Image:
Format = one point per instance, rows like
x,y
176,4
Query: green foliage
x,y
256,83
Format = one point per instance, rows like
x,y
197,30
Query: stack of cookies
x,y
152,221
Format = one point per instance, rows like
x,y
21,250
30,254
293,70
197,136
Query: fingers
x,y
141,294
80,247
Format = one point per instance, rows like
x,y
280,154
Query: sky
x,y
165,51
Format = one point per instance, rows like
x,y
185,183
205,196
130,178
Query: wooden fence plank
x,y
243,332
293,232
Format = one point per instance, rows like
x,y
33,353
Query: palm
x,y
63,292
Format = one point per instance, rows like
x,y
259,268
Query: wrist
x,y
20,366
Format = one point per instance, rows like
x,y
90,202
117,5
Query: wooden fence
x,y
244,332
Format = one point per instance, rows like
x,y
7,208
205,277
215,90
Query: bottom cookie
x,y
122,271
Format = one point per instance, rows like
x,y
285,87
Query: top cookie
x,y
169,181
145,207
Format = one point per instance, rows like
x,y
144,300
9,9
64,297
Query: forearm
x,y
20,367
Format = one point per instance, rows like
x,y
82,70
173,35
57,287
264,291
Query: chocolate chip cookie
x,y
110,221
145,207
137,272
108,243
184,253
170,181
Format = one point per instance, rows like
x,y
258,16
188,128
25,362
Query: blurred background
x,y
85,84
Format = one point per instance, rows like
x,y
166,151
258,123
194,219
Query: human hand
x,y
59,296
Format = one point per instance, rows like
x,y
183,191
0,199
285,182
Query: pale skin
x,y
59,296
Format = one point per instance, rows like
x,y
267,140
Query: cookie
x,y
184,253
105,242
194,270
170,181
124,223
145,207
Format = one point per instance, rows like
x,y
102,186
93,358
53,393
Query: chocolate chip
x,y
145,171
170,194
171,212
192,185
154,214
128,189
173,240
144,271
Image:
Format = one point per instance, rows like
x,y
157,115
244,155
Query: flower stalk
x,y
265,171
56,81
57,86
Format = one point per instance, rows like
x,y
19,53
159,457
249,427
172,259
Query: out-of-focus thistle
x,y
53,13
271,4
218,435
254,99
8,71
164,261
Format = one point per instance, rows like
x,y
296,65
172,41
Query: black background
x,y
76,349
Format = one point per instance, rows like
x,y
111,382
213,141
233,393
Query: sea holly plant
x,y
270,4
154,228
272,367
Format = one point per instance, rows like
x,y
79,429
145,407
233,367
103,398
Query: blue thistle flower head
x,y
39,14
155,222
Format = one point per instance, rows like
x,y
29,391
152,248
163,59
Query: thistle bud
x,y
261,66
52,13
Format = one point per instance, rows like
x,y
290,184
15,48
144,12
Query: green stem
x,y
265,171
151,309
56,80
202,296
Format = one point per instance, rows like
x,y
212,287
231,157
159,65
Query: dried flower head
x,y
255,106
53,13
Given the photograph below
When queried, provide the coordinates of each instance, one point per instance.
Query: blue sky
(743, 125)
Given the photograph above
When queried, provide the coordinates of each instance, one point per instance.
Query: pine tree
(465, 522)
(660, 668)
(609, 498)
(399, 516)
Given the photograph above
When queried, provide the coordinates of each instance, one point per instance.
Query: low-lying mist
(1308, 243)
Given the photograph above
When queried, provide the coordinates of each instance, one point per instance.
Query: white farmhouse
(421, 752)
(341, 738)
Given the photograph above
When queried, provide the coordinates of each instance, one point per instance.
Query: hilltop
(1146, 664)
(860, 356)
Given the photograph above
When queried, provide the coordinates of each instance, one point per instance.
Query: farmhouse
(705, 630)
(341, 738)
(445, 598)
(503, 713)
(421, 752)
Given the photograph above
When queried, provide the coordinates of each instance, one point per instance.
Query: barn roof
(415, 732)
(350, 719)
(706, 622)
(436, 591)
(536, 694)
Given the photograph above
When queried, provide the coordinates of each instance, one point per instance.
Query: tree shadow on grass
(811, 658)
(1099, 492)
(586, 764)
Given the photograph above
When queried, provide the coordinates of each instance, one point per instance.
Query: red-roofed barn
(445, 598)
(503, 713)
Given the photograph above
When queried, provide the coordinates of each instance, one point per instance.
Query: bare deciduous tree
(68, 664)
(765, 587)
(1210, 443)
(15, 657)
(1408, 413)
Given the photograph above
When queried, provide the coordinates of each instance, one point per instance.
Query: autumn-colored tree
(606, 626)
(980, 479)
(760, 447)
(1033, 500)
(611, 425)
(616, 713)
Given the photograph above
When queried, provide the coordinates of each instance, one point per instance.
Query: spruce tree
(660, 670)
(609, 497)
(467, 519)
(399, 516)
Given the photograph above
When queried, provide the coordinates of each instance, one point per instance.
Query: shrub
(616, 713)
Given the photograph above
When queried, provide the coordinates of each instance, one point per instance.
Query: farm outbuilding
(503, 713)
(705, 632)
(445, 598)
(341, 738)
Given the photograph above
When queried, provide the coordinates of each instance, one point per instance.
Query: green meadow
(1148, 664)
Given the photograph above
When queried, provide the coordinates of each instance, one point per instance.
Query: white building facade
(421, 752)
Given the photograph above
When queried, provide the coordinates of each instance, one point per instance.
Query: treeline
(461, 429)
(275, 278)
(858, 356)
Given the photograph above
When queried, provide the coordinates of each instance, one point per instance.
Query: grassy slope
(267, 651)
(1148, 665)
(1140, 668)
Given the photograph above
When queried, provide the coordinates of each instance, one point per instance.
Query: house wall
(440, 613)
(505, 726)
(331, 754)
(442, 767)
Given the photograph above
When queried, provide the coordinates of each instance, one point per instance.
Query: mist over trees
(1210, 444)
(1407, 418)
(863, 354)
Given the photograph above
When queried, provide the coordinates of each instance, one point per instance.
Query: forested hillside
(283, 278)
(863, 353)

· · · ·

Exercise goal. Write the data out again in full. Match it word for word.

Output of the exercise.
Image:
Format = one point per instance, rows like
x,y
176,4
Query: green foliage
x,y
256,83
Format = one point per instance, rows like
x,y
197,30
Query: stack of cookies
x,y
152,221
Format = one point per instance, rows like
x,y
21,250
30,254
293,70
197,136
Query: fingers
x,y
141,294
80,247
Format = one point per instance, rows like
x,y
280,154
Query: sky
x,y
165,51
Format = one point per instance, rows like
x,y
185,183
205,196
130,178
Query: wooden fence plank
x,y
243,332
293,232
Format = one point per instance, rows like
x,y
33,353
Query: palm
x,y
63,292
Format = one point per instance, rows like
x,y
259,268
Query: wrist
x,y
20,366
Format = one point per instance, rows like
x,y
90,202
117,5
Query: wooden fence
x,y
244,332
Format = one point per instance, rows like
x,y
7,208
205,277
215,90
Query: bottom cookie
x,y
122,271
Format = one point per instance, rows like
x,y
285,87
Query: top cookie
x,y
169,181
145,207
Format = one point per instance, rows like
x,y
144,300
9,9
64,297
Query: forearm
x,y
20,367
Format = one point per instance, rows like
x,y
82,70
173,35
57,287
264,291
Query: chocolate chip cookie
x,y
110,221
145,207
137,272
108,243
184,253
170,181
Format = one point per instance, rows like
x,y
258,16
188,128
25,362
Query: blurred background
x,y
85,84
Format = one point per instance, rows like
x,y
166,151
258,123
194,219
Query: human hand
x,y
59,296
Format = one point per instance, rows like
x,y
183,191
0,199
285,182
Query: pale skin
x,y
59,296
Format = one point per instance, rows like
x,y
267,140
Query: cookie
x,y
184,253
105,242
194,270
170,181
124,223
145,207
Format = one point per instance, rows like
x,y
102,186
93,358
53,393
Query: chocolate chip
x,y
145,171
170,194
171,212
192,185
154,214
128,189
173,240
144,271
Image:
Format = one point per instance, rows like
x,y
157,115
244,155
Query: flower stalk
x,y
265,171
56,81
57,86
Format = one point per instance, rows like
x,y
19,53
159,457
249,427
172,259
Query: out-of-focus thistle
x,y
53,13
271,4
218,435
254,99
8,71
164,261
Format = one point per instance, rows like
x,y
296,65
172,41
Query: black background
x,y
76,349
Format = one point per instance, rows like
x,y
111,382
213,141
233,393
Query: sea holly plant
x,y
270,4
154,228
272,367
Format = one point per instance, rows like
x,y
79,429
145,407
233,367
103,398
Query: blue thistle flower head
x,y
39,14
155,222
Format = one point per instance, rows like
x,y
29,391
152,248
163,59
Query: thistle bud
x,y
261,66
52,13
Format = one point per instance, rows like
x,y
290,184
15,48
144,12
Query: green stem
x,y
265,171
151,309
56,80
202,296
Format = one point per instance, rows like
x,y
212,287
231,157
159,65
Query: dried flower head
x,y
255,106
53,13
Given the photograph below
When queried, provide the coordinates of each instance, one point per instance.
Query: blue sky
(743, 125)
Given the photograph above
When queried, provide the coordinates of each instance, one point per instance.
Query: pine tree
(465, 522)
(660, 668)
(609, 498)
(399, 516)
Given the photograph above
When queried, provide the coordinates of each instance, one point per instance.
Query: low-lying mist
(1308, 243)
Given the photograph above
When queried, provide the coordinates of each instance, one point per instance.
Query: white farmhouse
(421, 752)
(341, 738)
Given the photograph above
When queried, provide the coordinates of each instance, one point per instance.
Query: hilltop
(1146, 664)
(860, 356)
Given the photograph above
When queried, provide the coordinates of each instance, one point per instance.
Query: farmhouse
(705, 630)
(341, 738)
(445, 598)
(503, 713)
(421, 752)
Given the photograph above
When queried, provide the coordinates of each instance, one point per instance.
Query: barn roof
(415, 732)
(350, 719)
(706, 622)
(436, 591)
(536, 694)
Given the photograph above
When queried, provide the coordinates of each instance, one point per instance.
Query: tree shadow on grass
(811, 658)
(1099, 492)
(586, 764)
Given the photograph above
When queried, provide the coordinates of each instance, one point per instance.
Query: red-roofed barn
(445, 598)
(503, 713)
Given the photograph above
When queried, provide the coordinates of each instance, one point per instance.
Query: bare deciduous tree
(68, 664)
(765, 587)
(1210, 443)
(15, 657)
(1408, 413)
Given the photograph above
When queried, provide the coordinates of each instance, one point per instance.
Query: autumn-colored tree
(606, 626)
(980, 479)
(760, 447)
(1033, 500)
(611, 425)
(616, 713)
Given the photograph above
When queried, provide the coordinates of each instance, one point per instance.
Query: spruce tree
(660, 670)
(609, 497)
(467, 519)
(399, 516)
Given the photograph above
When queried, provide the coordinates of each instance, one point per instance.
Query: shrub
(616, 713)
Given the photograph above
When queried, provide the coordinates of each instance, one point per instance.
Query: farm outbuilding
(503, 713)
(705, 632)
(445, 598)
(341, 738)
Given the photograph above
When queried, provide the coordinates of each instance, one point per instance.
Query: green meadow
(1148, 664)
Given the photograph above
When queried, provide the coordinates of each instance, one point per instance.
Query: white building facade
(421, 752)
Given the photograph above
When queried, provide the coordinates of each instance, one point per instance.
Query: treeline
(461, 429)
(275, 278)
(858, 356)
Given the photograph above
When queried, provide the coordinates of each instance, one point per instance.
Query: grassy slope
(267, 651)
(1148, 665)
(1140, 668)
Given the photograph above
When queried, provide the coordinates of each instance, one point per instance.
Query: house wall
(440, 613)
(505, 726)
(331, 754)
(442, 767)
Given the photograph above
When queried, provide the coordinates of each instance, one point per instance.
Query: mist over trees
(1210, 444)
(1407, 418)
(863, 354)
Given the photograph above
When queried, provide the coordinates of each instance, one point per instance.
Query: forested hillside
(283, 278)
(863, 353)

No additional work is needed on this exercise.